* **Questions on the material**
1) Transcribe the Grizzlies article from "The former Memphis" to "Appeal put it.".
2) Pick up the Grizzlies article after its final sentence and keep writing it.

___ Document text

Mario Chalmers can be a trick-or-treat player, one who might get into a fight with an opposing star and almost single-handedly lose you a game down the stretch, but he’s got plenty of experience starting at the point, and performed ably enough in Conley’s stead in a close loss to Indiana on Wednesday. He’ll be joined on the ball by Tyreke Evans, who has been sensational as a playmaking wing leading the Grizzlies’ second unit.
The former Memphis Tigers star and Rookie of the Year-turned-journeyman has shot the hell out of the ball early in the season, knocking down 42.9 percent of his 3-pointers on his way to 18.5 points, five rebounds, 3.5 assists and 1.1 steals in 28.1 minutes per game. Whether he can maintain that level of efficiency and effectiveness in a more featured role with higher expectations remains to be seen, but the potential exists, at least, for “Evans at the steering wheel looks more than a little bit like James Harden in Houston: a big, score-first guard who is nearly impossible to stop from getting to the rim but can also deliver the ball to the open man,” as Chris Herrington of the Memphis Commercial Appeal put it.
Gasol, already Memphis’ leading scorer and back-line defensive captain, will be tasked with initiating more offense from his office at the elbows. This would also be a really nice time to get something more closely approximating the version of Chandler Parsons the Grizzlies paid handsomely to import two summers ago.
That might be too much to ask as he continues to work his way back to full healthy. But quiet as it’s kept, Parsons has steadily ticked upward since the boos that attended his season-opening struggles following a lost first year on Beale Street, averaging a shade under eight points, three rebounds and two assists in 19 minutes per game while shooting 51.5 percent from the field and 51.2 percent from 3-point land. (Against the Pacers, Parsons logged more than 25 minutes of floor time — his highest total since coming to Memphis — and scored 13 points on 5-for-7 shooting. Keep hope alive!)

______
___ Dataset content

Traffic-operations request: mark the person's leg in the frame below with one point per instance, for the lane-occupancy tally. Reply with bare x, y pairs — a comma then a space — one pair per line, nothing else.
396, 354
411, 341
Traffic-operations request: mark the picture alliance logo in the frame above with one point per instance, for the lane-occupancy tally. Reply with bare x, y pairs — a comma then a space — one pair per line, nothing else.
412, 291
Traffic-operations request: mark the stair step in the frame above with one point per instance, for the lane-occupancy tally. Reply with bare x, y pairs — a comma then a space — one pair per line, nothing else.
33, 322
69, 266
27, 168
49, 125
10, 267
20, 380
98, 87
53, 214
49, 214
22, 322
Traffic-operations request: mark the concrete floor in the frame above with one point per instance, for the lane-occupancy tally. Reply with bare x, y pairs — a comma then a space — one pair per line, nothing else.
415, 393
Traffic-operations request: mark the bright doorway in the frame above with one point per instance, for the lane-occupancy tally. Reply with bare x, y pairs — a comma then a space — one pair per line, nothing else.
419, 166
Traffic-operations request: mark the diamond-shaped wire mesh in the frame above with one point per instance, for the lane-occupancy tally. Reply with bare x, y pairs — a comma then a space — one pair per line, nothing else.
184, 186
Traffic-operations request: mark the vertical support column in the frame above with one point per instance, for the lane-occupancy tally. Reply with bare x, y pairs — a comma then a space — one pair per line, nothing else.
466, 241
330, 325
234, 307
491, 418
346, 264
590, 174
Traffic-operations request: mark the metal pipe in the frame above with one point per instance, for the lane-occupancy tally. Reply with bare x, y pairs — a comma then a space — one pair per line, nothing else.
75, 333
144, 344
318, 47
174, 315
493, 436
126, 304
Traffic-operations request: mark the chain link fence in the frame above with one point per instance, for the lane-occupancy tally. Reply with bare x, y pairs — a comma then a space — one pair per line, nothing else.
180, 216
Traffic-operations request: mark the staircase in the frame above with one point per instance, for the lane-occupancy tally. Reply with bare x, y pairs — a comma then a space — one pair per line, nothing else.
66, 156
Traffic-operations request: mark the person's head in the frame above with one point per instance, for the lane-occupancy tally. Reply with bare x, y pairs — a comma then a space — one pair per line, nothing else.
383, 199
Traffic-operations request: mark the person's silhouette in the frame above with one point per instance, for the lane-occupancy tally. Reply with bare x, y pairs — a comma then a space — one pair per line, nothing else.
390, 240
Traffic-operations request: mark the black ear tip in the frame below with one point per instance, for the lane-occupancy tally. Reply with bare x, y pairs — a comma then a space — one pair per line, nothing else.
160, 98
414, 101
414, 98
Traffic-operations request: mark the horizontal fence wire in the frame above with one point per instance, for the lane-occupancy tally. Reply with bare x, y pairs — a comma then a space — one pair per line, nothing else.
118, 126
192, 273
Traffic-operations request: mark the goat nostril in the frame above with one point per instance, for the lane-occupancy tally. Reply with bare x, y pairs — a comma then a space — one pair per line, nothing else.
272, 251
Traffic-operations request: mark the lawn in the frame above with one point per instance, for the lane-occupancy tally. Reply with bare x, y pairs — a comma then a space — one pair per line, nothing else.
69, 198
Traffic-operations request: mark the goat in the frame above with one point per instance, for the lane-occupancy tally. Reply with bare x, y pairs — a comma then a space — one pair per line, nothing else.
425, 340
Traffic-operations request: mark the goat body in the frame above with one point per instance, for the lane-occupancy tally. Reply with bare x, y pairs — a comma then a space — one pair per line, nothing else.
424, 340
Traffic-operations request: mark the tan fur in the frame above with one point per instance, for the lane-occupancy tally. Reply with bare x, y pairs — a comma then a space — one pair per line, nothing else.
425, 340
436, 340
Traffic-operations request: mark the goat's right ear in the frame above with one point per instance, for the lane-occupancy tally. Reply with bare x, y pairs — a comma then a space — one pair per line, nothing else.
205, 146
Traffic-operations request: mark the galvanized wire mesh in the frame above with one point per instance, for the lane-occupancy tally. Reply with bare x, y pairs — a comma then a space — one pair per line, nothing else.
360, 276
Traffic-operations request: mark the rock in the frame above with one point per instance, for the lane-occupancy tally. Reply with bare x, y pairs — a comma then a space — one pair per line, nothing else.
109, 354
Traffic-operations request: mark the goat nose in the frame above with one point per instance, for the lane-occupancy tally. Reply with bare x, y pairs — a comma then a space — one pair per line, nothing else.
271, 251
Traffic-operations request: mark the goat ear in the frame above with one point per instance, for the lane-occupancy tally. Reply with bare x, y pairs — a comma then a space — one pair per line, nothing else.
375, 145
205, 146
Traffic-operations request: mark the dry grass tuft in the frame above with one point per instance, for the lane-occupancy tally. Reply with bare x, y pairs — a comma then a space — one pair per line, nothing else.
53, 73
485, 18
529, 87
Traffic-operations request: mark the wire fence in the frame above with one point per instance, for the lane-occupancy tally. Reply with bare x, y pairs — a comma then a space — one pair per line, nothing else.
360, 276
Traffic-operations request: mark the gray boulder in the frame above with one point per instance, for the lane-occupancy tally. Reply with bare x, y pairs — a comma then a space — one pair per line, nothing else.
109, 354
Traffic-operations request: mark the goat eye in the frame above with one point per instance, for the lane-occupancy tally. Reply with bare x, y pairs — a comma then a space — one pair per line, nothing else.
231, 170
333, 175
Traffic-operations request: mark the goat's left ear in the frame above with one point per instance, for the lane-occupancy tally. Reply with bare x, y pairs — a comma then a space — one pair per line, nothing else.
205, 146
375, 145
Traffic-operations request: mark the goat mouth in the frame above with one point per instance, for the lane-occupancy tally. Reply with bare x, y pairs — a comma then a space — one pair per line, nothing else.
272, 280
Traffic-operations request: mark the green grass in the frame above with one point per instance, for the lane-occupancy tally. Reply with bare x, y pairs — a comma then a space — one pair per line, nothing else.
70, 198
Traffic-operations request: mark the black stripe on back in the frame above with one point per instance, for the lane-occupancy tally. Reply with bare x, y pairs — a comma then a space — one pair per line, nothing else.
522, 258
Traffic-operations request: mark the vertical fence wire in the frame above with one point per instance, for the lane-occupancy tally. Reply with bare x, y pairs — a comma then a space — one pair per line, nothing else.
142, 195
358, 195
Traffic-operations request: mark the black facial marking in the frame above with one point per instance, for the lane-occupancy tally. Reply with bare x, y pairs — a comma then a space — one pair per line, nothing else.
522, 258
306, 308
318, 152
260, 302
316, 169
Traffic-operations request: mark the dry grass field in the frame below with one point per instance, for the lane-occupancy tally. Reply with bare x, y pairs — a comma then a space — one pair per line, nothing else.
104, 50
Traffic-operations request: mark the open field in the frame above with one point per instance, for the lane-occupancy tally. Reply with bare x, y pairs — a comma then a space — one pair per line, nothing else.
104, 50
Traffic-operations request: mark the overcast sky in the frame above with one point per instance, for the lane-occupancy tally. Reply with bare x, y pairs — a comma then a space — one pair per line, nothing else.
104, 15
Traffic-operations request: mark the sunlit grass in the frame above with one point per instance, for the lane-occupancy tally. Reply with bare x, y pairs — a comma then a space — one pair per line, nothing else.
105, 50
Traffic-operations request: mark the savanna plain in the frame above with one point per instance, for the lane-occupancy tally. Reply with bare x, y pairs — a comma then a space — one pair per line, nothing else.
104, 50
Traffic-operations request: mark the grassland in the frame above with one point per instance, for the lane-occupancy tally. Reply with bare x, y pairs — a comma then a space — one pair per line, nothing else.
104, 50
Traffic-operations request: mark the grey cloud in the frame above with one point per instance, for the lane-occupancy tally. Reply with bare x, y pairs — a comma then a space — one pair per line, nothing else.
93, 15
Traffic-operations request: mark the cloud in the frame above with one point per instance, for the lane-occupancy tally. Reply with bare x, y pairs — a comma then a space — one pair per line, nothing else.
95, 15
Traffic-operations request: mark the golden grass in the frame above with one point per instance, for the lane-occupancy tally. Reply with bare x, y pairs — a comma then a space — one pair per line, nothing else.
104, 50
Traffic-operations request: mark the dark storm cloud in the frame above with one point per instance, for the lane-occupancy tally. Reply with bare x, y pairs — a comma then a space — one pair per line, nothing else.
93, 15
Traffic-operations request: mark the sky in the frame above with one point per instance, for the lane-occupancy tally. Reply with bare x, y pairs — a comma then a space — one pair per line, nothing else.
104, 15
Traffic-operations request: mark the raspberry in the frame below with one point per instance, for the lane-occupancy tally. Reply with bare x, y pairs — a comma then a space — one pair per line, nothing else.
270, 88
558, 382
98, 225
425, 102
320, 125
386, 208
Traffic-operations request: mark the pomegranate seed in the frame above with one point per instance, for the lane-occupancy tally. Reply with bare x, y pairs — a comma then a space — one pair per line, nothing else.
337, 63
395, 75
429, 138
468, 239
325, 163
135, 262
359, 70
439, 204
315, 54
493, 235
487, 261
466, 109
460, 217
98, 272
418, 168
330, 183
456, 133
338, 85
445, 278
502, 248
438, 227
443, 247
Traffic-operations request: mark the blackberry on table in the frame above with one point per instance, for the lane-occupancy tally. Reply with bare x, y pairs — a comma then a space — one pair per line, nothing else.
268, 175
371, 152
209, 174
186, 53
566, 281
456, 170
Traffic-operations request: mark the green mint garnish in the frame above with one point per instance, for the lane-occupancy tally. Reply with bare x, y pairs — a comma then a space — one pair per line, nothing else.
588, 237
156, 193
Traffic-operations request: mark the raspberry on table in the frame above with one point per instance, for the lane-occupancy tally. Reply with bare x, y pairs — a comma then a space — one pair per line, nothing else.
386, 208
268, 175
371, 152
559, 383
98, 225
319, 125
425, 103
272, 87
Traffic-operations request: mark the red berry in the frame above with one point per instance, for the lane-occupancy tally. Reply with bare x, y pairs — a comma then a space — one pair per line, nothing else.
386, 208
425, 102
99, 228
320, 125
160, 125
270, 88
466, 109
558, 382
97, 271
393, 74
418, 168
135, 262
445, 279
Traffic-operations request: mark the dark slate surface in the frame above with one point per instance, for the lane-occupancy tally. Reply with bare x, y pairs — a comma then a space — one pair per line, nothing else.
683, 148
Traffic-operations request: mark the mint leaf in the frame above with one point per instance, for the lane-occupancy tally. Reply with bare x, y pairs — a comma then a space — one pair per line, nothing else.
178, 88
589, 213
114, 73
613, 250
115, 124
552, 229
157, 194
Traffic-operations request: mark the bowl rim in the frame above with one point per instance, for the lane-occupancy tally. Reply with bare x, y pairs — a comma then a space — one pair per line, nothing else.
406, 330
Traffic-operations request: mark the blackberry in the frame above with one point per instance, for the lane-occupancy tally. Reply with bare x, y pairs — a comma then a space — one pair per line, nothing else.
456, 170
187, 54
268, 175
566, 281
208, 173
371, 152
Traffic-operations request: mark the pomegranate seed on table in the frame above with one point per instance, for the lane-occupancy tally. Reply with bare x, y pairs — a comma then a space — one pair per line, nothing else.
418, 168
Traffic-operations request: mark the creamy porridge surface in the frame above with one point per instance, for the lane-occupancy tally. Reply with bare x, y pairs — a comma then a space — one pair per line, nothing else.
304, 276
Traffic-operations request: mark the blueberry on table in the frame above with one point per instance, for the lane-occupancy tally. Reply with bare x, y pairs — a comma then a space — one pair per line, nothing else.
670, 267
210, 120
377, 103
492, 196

______

* **Task-by-task answers**
1)
The former Memphis Tigers star and Rookie of the Year-turned-journeyman has shot the hell out of the ball early in the season, knocking down 42.9 percent of his 3-pointers on his way to 18.5 points, five rebounds, 3.5 assists and 1.1 steals in 28.1 minutes per game. Whether he can maintain that level of efficiency and effectiveness in a more featured role with higher expectations remains to be seen, but the potential exists, at least, for “Evans at the steering wheel looks more than a little bit like James Harden in Houston: a big, score-first guard who is nearly impossible to stop from getting to the rim but can also deliver the ball to the open man,” as Chris Herrington of the Memphis Commercial Appeal put it.

2)
There’s no such thing as a good time to lose the starting point guard around whom you’ve built your entire offensive and defensive scheme, but the good news for the Grizzlies is that they’re not the only Western Conference playoff contender dealing with issues. The Utah Jazz won’t have Rudy Gobert back for weeks. The Thunder’s new big three have gotten off to a slow start. The Nuggets are still integrating Millsap and trying to figure out who their point guard is. The Pelicans are searching for consistent wing production. The Clippers are trying to stay afloat amid injuries to Patrick Beverley, Danilo Gallinari and Milos Teodosic. Even a down few weeks probably wouldn’t be enough to put Memphis squarely behind the 8-ball in the lower reaches of the Western bracket.
Even so, it’d be great if the Grizzlies could hold their own in Conley’s absence, even better if they could get him back at the career-best level he performed at last season, and better still if they could get that quickly, please and thank you. Luckily, Conley’s got an impressive track record on this sort of thing:
Mike Conley is a beast. What other occupation do you fracture your face in multiple places and go back to work within a week
— KG (@kenny_gurney) May 10, 2015
We are just short of a 1 year anniversary of Conley suffering a back fracture that was slated to keep him out 6-8 weeks; he returned in 17 days. So you know how it goes with Mike. Tough dude.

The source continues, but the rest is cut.